→ List of tasks
A. From the mailing-list reply about scaling the RBD module, copy the passage starting with "On Tue, Sep" and going on through "can be mapped?".
B. In the mailing-list reply about scaling the RBD module, what does each mapped image appear as when the "noshare" option is used?
C. Write the next part of the mailing-list reply about scaling the RBD module, picking up after its final sentence.

Start Selected extract

Re: Scaling RBD module

Travis Rhoden <trhoden@xxxxxxxxx> · Tue, 24 Sep 2013 17:24:57 -0400

On Tue, Sep 24, 2013 at 5:16 PM, Sage Weil <sage@xxxxxxxxxxx> wrote:
> On Tue, 24 Sep 2013, Travis Rhoden wrote:
>> This "noshare" option may have just helped me a ton -- I sure wish I would
>> have asked similar questions sooner, because I have seen the same failure to
>> scale.  =)
>>
>> One question -- when using the "noshare" option (or really, even without it)
>> are there any practical limits on the number of RBDs that can be mounted?  I
>> have servers with ~100 RBDs on them each, and am wondering if I switch them
>> all over to using "noshare" if anything is going to blow up, use a ton more
>> memory, etc.  Even without noshare, are there any known limits to how many
>> RBDs can be mapped?
>
> With noshare each mapped image will appear as a separate client instance,
> which means it will have it's own session with teh monitors and own TCP
> connections to the OSDs.  It may be a viable workaround for now but in
> general I would not recommend it.

End Selected extract
Start Stored data

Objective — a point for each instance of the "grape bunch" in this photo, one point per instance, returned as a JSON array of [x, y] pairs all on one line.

End Stored data

→ Answers
A.
On Tue, Sep 24, 2013 at 5:16 PM, Sage Weil <sage@xxxxxxxxxxx> wrote:
> On Tue, 24 Sep 2013, Travis Rhoden wrote:
>> This "noshare" option may have just helped me a ton -- I sure wish I would
>> have asked similar questions sooner, because I have seen the same failure to
>> scale.  =)
>>
>> One question -- when using the "noshare" option (or really, even without it)
>> are there any practical limits on the number of RBDs that can be mounted?  I
>> have servers with ~100 RBDs on them each, and am wondering if I switch them
>> all over to using "noshare" if anything is going to blow up, use a ton more
>> memory, etc.  Even without noshare, are there any known limits to how many
>> RBDs can be mapped?

B. A separate client instance.

C.
Good to know.  We are still playing with CephFS as our ultimate
solution, but in the meantime this may indeed be a good workaround for
me.

>
> I'm very curious what the scaling issue is with the shared client.  Do you
> have a working perf that can capture callgraph information on this
> machine?

Not currently, but I could certainly work on it.  The issue that we
see is basically what the OP showed -- that there seems to be a finite
amount of bandwidth that I can read/write from a machine, regardless
of how many RBDs are involved.  i.e., if I can get 1GB/sec writes on
one RBD when everything else is idle, running the same test on two
RBDs in parallel *from the same machine* ends up with the sum of the
two at ~1GB/sec, split fairly evenly. However, if I do the same thing
and run the same test on two RBDs, each hosted on a separate machine,
I definitely see increased bandwidth.  Monitoring network traffic and
the Ceph OSD nodes seems to imply that they are not overloaded --
there is more bandwidth to be had, the clients just aren't able to
push the data fast enough.  That's why I'm hoping creating a "new"
client for each RBD will improve things.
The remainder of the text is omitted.